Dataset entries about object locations
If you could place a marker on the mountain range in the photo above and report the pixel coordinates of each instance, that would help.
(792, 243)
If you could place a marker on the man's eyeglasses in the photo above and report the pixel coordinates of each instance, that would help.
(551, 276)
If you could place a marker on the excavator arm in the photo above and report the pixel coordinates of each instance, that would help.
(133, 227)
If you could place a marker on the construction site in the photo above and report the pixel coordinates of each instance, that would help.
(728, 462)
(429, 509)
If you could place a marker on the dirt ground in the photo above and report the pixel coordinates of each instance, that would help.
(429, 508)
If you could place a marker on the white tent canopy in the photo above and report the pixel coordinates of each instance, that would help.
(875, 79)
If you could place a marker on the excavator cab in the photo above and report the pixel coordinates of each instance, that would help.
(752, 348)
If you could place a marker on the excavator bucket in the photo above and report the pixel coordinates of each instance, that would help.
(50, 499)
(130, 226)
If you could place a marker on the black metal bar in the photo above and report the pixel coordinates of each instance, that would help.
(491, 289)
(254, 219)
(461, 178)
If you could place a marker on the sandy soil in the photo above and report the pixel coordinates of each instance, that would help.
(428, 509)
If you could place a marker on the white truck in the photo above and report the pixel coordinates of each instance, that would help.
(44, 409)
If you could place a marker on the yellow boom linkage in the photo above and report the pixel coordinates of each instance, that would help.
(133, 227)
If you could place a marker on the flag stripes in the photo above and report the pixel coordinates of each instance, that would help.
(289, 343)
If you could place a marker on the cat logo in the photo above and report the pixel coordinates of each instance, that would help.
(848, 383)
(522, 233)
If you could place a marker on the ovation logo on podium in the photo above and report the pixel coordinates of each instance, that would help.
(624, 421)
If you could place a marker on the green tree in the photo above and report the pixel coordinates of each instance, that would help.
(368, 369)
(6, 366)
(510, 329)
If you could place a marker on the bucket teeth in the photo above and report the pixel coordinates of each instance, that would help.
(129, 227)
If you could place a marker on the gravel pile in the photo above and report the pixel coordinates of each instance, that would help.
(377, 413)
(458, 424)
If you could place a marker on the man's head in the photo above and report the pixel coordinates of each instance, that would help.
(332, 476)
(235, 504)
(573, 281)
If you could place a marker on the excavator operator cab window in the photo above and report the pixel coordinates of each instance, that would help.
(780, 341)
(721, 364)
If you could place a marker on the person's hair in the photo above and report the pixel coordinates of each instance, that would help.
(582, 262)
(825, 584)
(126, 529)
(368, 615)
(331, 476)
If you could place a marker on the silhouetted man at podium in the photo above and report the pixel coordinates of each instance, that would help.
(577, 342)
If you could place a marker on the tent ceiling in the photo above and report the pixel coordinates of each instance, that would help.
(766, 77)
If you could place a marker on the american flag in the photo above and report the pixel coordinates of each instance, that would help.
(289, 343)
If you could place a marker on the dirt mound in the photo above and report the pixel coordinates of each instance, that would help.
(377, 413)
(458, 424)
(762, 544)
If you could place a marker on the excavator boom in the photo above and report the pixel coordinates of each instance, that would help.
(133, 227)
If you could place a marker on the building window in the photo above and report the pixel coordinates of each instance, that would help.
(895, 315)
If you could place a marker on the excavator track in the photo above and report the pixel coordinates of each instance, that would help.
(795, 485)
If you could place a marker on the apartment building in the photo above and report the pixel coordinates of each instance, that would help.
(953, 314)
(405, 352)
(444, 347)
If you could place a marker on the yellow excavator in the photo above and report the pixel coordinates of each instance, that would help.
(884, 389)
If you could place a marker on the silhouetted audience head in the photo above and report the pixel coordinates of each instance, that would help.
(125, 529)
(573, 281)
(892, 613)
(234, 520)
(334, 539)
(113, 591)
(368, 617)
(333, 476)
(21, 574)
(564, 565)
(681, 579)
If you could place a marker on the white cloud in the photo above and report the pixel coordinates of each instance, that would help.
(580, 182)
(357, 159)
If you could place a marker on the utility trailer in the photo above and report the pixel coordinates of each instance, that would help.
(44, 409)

TASK STATEMENT:
Copy everything from the line containing "If you could place a marker on the apartment" down to the end of the entries, renaming "white cloud" to "gray cloud" and changing nothing else.

CORRECT RESPONSE:
If you could place a marker on the apartment building in the photo above and report the pixel coordinates of each instance, that would help.
(953, 314)
(405, 352)
(444, 347)
If you could place a marker on the yellow excavator in the photo above and report the pixel coordinates of each instance, that would help.
(884, 389)
If you could place a marker on the silhouetted audience head in the photo above and report the pixel coordinates of each instance, that would help.
(125, 529)
(573, 281)
(892, 613)
(234, 520)
(334, 539)
(113, 591)
(368, 617)
(333, 476)
(21, 574)
(564, 565)
(681, 579)
If you could place a marker on the gray cloud in the photo above and report the pixel coordinates of each instance, that would help.
(580, 182)
(357, 159)
If you could place a marker on the utility trailer in the photo above and report the pixel coordinates of each instance, that would help.
(44, 409)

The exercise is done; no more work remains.